__Aim of the task__. Can you reproduce every one of the items below, line for line and without any changes?

Excerpts from location labeling data:
------------------------------------------------------------------------

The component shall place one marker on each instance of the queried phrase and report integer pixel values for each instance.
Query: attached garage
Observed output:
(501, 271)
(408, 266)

------------------------------------------------------------------------

__Written response__.
The component shall place one marker on each instance of the queried phrase and report integer pixel values for each instance.
Query: attached garage
Observed output:
(501, 271)
(408, 266)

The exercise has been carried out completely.